## Your task
Set down each line of the material that follows exactly, and leave its pictures out.

## Supplied data
########################################

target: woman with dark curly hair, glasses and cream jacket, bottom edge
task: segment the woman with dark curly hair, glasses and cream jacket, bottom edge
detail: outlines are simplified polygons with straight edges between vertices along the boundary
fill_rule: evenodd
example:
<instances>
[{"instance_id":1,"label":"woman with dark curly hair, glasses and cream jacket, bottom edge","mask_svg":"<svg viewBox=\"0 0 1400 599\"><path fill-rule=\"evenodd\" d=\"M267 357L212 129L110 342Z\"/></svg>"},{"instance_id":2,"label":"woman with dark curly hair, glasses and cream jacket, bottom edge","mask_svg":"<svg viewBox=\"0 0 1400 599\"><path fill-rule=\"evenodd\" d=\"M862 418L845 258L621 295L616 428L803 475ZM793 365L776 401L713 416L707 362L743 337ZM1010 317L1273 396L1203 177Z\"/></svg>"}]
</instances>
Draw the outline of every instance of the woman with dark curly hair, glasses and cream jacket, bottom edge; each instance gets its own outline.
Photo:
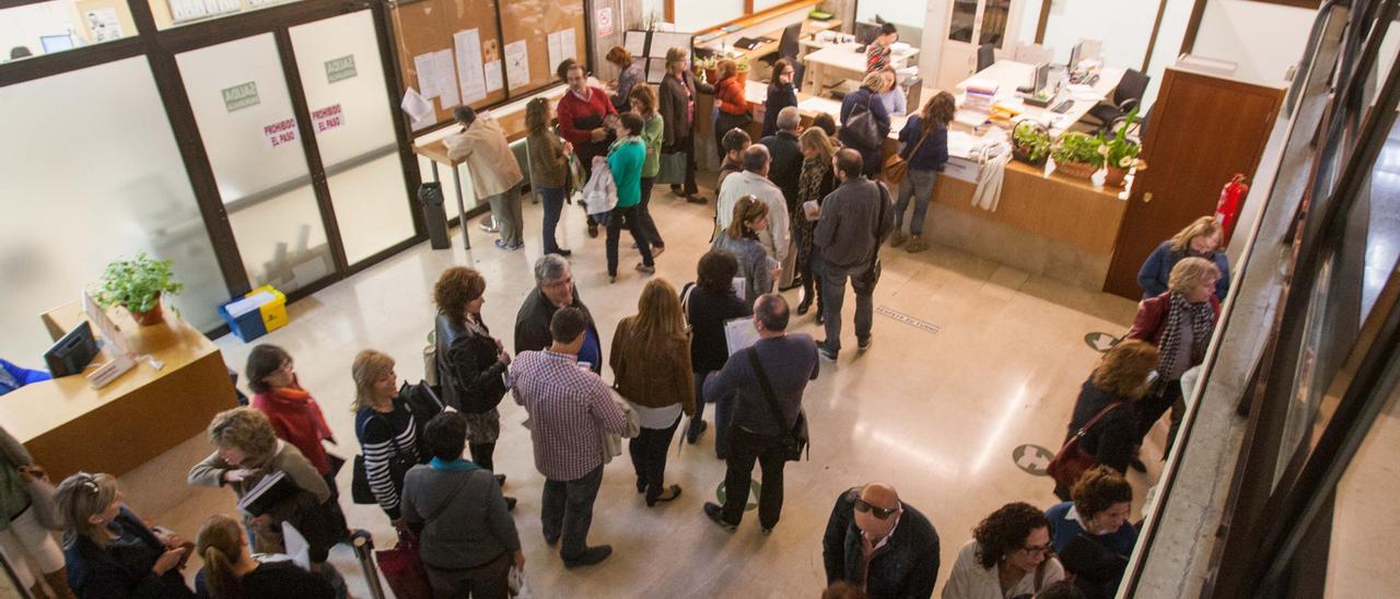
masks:
<instances>
[{"instance_id":1,"label":"woman with dark curly hair, glasses and cream jacket, bottom edge","mask_svg":"<svg viewBox=\"0 0 1400 599\"><path fill-rule=\"evenodd\" d=\"M1030 504L1002 505L958 551L944 599L1021 599L1060 582L1064 567L1050 544L1050 519Z\"/></svg>"}]
</instances>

########################################

## Result for this exercise
target: woman with dark curly hair, glasses and cream jacket, bottom edge
task: segment the woman with dark curly hair, glasses and cream jacket, bottom edge
detail: outlines are simplified polygons with straight edges between vertices along the boundary
fill_rule: evenodd
example:
<instances>
[{"instance_id":1,"label":"woman with dark curly hair, glasses and cream jacket, bottom edge","mask_svg":"<svg viewBox=\"0 0 1400 599\"><path fill-rule=\"evenodd\" d=\"M267 357L212 129L110 342Z\"/></svg>"},{"instance_id":2,"label":"woman with dark curly hair, glasses and cream jacket, bottom edge","mask_svg":"<svg viewBox=\"0 0 1400 599\"><path fill-rule=\"evenodd\" d=\"M862 418L845 258L621 295L616 428L803 475ZM793 365L776 401L713 416L707 362L743 337ZM1010 317L1273 396L1203 177Z\"/></svg>"}]
</instances>
Draw the outline of every instance of the woman with dark curly hair, glasses and cream jacket, bottom edge; each instance gets its own outline.
Photo:
masks:
<instances>
[{"instance_id":1,"label":"woman with dark curly hair, glasses and cream jacket, bottom edge","mask_svg":"<svg viewBox=\"0 0 1400 599\"><path fill-rule=\"evenodd\" d=\"M1030 504L1002 505L958 551L944 599L1021 599L1060 582L1064 567L1050 544L1050 519Z\"/></svg>"}]
</instances>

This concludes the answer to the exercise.